GOAL 1: Add 66 to every coordinate in the answers of the listing, and write out again every line of the listing from the line containing "If you could pin the white snowfield" down to the end of the listing, both ends included and the requests kept.

TEXT SHOWN:
FIG. 6 shows S-parameter curves of the simulated example. The dashed curve S ₁₁ represents the simulated reflection (i.e. return loss simply referred to as RL) in dB-scale of HCC input port versus frequency. The solid curve S ₂₁ represents the simulated transmission (i.e. insertion loss simply referred to as IL) in dB-scale between HCC input port and output port versus frequency. As mentioned above, the fundamental frequency f ₀ was chosen to be 2.3 GHz band. At f ₀ the return loss S ₁₁ is very low (< -50 dB) . This means an almost perfect match to the port impedance Z ₀ over a broad frequency range.

However, at the second harmonic frequency (i.e. 2*f ₀) range, the insertion loss S ₂₁ is very low, while the return loss S ₁₁ is very high. This means that the HCC apparatus presents almost total reflection (approaching 0 dB RL) to the HCC input port and consequently nearly perfect suppression (more than 45 dB IL in the worst case) over a broadband frequency range of 4.55～4.68 GHz. For frequencies approximating 2*f ₀, the HCC apparatus presents high impedance approximating an open-circuit termination.

For suppression level of 10 dB, the HCC apparatus can provide a normalized suppression bandwidth of 21.8%, wherein a normalized suppression bandwidth can be defined as the ratio between the frequency range and the center frequency. Therefore, by using the HCC apparatus of the present disclosure, the suppression bandwidth for the second harmonic can be greatly increased to meet the broadband harmonic termination requirements. In addition, broadband fundamental matching can be observed from FIG. 6. This greatly reduces the difficulty of fundamental matching impact when terminating the second harmonic for high efficiency power amplification.

GOAL 2: In the text on the HCC apparatus, what normalized suppression bandwidth does the apparatus provide for a suppression level of 10 dB?

Raw records:
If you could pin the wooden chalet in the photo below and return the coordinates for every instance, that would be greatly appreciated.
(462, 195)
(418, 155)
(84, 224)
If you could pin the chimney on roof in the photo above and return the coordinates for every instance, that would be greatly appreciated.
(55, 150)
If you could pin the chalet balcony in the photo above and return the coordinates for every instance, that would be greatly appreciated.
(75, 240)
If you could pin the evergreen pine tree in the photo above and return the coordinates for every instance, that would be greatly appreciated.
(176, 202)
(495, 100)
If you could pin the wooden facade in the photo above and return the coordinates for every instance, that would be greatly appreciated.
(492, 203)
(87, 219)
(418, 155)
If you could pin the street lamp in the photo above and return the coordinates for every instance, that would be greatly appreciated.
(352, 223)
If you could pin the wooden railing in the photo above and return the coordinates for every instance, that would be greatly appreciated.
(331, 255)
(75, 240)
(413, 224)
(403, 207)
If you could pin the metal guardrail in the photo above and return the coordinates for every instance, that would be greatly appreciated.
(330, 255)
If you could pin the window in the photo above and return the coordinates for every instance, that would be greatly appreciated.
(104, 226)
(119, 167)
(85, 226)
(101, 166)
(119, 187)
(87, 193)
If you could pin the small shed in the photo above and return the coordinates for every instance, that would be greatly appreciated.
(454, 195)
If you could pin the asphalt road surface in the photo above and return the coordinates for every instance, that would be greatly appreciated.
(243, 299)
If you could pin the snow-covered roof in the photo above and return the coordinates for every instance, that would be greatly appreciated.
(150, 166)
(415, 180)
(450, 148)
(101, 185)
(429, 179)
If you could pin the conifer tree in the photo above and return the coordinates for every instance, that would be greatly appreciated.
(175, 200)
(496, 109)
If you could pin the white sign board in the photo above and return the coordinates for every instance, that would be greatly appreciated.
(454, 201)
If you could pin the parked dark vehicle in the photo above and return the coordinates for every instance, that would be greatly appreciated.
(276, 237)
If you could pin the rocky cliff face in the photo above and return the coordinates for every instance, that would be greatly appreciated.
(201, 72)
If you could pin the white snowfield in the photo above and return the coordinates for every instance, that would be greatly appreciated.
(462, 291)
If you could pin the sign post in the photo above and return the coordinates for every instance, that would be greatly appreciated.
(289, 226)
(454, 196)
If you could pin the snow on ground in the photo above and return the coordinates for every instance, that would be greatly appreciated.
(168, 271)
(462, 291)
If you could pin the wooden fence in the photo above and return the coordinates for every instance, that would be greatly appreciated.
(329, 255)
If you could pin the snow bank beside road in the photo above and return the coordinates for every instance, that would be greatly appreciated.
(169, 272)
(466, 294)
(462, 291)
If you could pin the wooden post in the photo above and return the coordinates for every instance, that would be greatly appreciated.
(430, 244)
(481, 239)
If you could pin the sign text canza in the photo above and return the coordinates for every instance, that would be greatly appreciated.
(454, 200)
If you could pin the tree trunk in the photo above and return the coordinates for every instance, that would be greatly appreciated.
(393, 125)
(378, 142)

EXERCISE ANSWER 1:
If you could pin the white snowfield in the photo above and return the coordinates for every instance, that would be greatly appreciated.
(528, 357)
If you could pin the sign post in the photo above and return the coordinates for every instance, that would be greatly appreciated.
(355, 292)
(520, 262)
If you could pin the snow on ground in the photo above and return the coordinates for every instance, that would be greatly appreciated.
(234, 337)
(528, 357)
If you could pin the wooden fence in the photo above and return the coordinates for every instance, that would be greatly appreciated.
(395, 321)
If you could pin the snow bank beside road in the photo above and return the coordinates for every instance, that would be greatly appreciated.
(235, 338)
(532, 360)
(528, 357)
If you could pin the wooden post in the photo above and return the coordinates for every instance, that would be greatly appreciated.
(496, 310)
(547, 305)
If you could pin the sign text canza in the photo above and return the coordinates for every instance, that would be greatly appreciated.
(520, 266)
If you could pin the tree trunk in the photo above and return the coordinates for every instance, that would be greatly appreciated.
(459, 191)
(444, 208)

EXERCISE ANSWER 2: 21.8%